EXERCISE REQUIREMENTS » Copy everything in the article on the equine program from "The equine program started" down to "learn about horses.", substituting "site" for "facility".

STUDY TEXT »
>>

By Taylor DiSabatino, Contributing Writer

The equine program continues to be a popular major at Asbury; however, many students aren’t aware of the significance of the program that sits just a few miles down the road.

The equine program started 30 years ago and grew from four students with an equine major to 124 in just nine years.

It all started with Harold Rainwater, the mayor of Wilmore and head of the equine department. He held a class at his house over 30 years ago for a few students to learn about horses, but he was still looking for a facility to start his dream of building a God-filled place for students to learn about horses.

The equine property that Asbury currently owns was purchased 20 years ago. Rainwater realized that that property was where his dream would start to take shape. “Not just start a horse program, but have the horses to impact the students,” Rainwater said of the process creating the program. “This idea was not about horses, but about the students.”

This dream began with three horses and thin barbed wire around a field. “We didn’t know we didn’t have what we needed. We had fun, and we were building a dream,” said Rainwater. This spirit of contentment and optimism led the equine program to be the immense success it is today.

“In the winter of 1998, we started the first horseback riding class, and in 2002 we added a minor in equine,” said Rainwater. “When it first started, only two students enrolled in the minor, and one student dropped out. The next fall, there were 11 students, and over the next three years the program grew to 37 minors in 2006.” With such a large number of minors, a major was put into the works.

<<

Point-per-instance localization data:
>>

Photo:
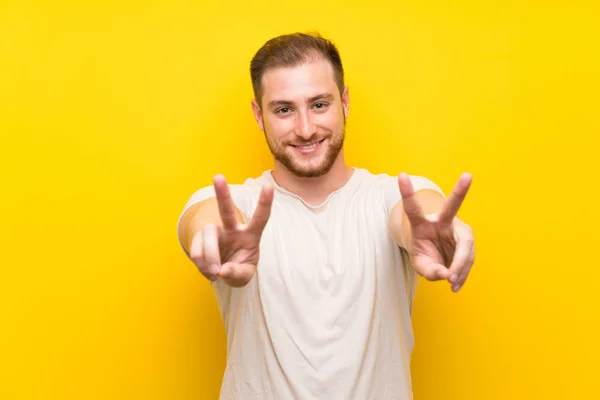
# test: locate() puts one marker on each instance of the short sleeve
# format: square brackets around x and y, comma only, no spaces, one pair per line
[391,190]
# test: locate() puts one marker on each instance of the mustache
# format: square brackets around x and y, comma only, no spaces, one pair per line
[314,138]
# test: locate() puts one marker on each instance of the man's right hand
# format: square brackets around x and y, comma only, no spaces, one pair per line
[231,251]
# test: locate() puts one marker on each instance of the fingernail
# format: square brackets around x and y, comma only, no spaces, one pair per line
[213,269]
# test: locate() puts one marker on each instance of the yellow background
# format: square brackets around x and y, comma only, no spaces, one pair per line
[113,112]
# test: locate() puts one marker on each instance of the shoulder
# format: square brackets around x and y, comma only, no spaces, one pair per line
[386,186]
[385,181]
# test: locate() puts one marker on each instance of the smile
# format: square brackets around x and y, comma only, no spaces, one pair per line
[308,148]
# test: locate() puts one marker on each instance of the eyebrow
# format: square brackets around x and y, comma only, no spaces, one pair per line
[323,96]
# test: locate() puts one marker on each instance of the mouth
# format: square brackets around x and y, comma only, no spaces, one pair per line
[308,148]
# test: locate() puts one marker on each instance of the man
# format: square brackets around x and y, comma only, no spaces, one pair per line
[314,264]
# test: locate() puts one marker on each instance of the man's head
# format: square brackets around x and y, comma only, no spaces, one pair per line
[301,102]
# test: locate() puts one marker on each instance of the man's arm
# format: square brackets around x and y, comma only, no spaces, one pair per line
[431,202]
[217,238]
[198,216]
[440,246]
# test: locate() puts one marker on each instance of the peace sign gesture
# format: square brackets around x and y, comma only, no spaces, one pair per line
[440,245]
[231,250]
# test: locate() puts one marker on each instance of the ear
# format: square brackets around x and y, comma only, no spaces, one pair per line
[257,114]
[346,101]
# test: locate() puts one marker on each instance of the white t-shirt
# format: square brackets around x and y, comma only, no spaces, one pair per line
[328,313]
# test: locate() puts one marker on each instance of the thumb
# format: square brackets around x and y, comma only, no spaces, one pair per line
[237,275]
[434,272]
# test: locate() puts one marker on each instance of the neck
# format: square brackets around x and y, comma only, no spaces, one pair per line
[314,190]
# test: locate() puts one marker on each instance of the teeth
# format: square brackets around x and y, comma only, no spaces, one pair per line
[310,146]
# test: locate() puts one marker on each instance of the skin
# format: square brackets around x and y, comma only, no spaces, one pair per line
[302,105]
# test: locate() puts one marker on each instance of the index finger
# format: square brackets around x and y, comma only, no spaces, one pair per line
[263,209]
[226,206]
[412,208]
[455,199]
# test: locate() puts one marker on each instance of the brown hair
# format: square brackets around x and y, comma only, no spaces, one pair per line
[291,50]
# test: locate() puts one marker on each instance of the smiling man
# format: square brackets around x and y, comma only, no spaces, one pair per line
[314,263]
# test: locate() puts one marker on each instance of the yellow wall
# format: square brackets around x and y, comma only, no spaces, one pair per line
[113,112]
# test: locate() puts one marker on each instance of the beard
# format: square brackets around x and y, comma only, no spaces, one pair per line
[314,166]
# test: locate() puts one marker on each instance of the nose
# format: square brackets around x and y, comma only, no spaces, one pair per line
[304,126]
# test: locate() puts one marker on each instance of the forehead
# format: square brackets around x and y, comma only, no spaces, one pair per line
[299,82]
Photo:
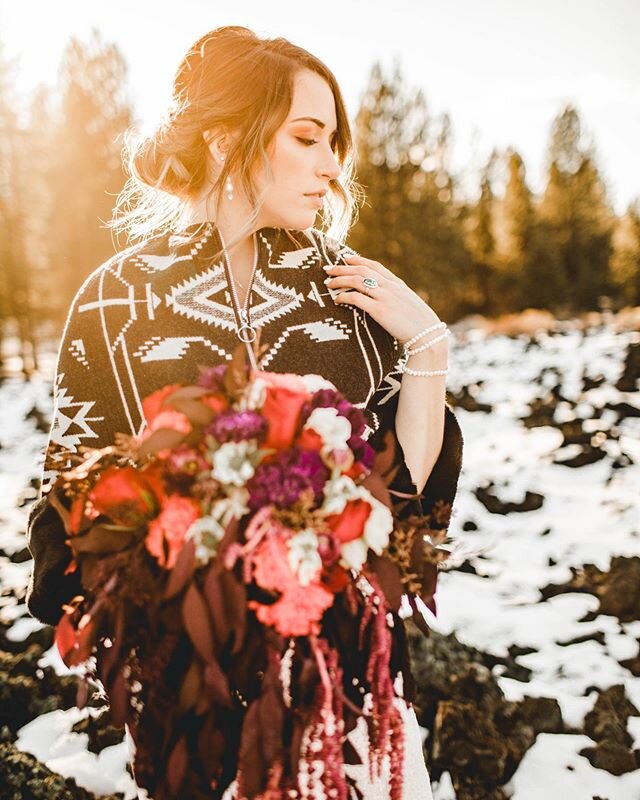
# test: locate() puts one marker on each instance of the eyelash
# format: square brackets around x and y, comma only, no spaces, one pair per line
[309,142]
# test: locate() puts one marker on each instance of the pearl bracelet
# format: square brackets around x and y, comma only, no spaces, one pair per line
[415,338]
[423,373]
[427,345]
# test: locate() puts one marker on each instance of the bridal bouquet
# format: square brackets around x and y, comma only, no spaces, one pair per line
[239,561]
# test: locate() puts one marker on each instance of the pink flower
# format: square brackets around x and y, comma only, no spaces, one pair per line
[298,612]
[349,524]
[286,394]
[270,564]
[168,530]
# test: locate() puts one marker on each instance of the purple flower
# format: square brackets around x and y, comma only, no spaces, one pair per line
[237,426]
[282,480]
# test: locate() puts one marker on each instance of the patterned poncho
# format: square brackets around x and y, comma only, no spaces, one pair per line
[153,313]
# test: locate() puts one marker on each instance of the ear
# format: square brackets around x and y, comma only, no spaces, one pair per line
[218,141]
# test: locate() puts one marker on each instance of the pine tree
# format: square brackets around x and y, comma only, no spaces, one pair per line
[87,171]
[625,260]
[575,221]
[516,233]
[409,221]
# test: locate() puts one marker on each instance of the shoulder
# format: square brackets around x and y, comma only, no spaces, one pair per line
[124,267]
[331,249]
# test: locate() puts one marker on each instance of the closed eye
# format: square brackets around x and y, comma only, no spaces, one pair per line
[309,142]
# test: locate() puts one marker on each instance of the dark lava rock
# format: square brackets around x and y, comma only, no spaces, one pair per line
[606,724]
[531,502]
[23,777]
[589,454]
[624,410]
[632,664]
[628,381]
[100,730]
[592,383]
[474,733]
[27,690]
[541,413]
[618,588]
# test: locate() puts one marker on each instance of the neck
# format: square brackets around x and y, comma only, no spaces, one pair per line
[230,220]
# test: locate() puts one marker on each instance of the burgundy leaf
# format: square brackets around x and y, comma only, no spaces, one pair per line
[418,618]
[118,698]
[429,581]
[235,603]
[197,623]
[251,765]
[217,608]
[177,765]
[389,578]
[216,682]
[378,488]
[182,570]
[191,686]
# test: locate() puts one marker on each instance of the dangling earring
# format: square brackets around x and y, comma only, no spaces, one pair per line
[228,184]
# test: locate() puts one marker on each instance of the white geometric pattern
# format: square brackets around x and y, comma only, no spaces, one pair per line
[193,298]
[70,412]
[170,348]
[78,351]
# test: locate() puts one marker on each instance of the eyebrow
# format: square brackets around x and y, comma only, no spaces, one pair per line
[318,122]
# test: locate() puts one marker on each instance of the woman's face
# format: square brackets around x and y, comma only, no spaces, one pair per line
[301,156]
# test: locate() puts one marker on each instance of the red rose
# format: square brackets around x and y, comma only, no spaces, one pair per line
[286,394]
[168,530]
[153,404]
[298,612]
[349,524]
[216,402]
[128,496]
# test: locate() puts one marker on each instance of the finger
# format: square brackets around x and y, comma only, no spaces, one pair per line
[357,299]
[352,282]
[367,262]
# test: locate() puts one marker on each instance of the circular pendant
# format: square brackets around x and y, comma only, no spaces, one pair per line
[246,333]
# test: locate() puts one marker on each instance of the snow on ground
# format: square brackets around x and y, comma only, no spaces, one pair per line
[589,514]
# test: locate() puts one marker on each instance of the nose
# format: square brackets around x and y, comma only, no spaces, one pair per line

<<
>>

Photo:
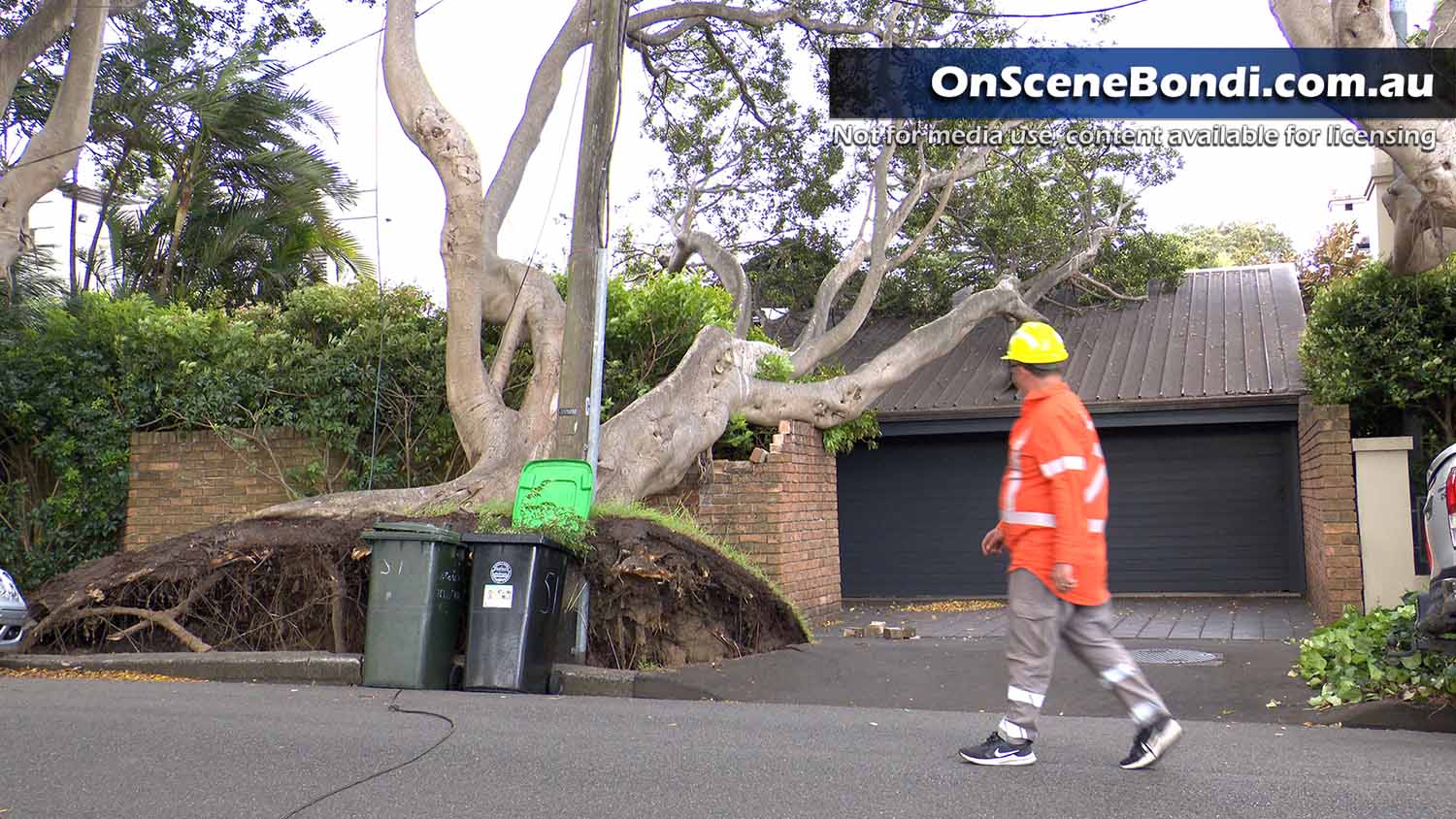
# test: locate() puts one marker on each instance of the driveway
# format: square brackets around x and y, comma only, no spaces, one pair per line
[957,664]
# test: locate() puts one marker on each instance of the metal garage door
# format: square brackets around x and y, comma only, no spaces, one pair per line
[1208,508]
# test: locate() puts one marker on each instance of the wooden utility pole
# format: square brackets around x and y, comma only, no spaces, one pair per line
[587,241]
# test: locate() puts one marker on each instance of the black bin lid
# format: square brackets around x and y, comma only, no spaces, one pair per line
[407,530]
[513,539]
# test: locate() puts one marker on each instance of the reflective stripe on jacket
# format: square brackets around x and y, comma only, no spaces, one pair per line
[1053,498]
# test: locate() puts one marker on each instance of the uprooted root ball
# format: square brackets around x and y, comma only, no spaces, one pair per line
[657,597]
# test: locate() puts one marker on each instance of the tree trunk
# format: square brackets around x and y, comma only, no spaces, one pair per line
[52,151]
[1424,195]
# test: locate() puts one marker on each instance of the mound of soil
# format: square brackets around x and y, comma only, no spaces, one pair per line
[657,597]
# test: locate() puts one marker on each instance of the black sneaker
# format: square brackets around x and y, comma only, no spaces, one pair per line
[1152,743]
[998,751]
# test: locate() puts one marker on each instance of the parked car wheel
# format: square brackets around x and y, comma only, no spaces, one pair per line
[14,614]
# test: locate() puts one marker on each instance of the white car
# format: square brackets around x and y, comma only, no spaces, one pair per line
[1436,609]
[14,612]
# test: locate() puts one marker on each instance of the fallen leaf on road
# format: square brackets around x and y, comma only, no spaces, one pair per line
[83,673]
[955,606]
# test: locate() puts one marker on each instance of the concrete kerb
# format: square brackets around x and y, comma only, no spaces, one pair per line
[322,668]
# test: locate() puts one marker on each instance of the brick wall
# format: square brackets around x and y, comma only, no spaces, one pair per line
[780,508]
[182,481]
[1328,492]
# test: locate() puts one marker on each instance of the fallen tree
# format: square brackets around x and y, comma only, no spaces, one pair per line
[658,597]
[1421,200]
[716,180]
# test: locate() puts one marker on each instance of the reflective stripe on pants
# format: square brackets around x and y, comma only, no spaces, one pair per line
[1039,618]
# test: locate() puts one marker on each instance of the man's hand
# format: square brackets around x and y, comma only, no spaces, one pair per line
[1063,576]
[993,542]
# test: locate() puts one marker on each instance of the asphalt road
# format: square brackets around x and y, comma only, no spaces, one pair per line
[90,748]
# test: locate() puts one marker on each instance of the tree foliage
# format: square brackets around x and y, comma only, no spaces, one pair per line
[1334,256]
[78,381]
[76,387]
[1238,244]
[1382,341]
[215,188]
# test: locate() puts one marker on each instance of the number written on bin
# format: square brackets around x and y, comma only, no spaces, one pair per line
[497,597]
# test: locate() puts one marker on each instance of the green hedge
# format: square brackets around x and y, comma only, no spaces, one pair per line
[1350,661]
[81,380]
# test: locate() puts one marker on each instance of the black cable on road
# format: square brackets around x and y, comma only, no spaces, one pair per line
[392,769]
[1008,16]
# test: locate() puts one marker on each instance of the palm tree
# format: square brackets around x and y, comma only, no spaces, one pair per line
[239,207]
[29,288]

<<

WRITTEN ANSWER »
The equine program started 30 years ago and grew from four students with an equine major to 124 in just nine years.

It all started with Harold Rainwater, the mayor of Wilmore and head of the equine department. He held a class at his house over 30 years ago for a few students to learn about horses, but he was still looking for a site to start his dream of building a God-filled place for students to learn about horses.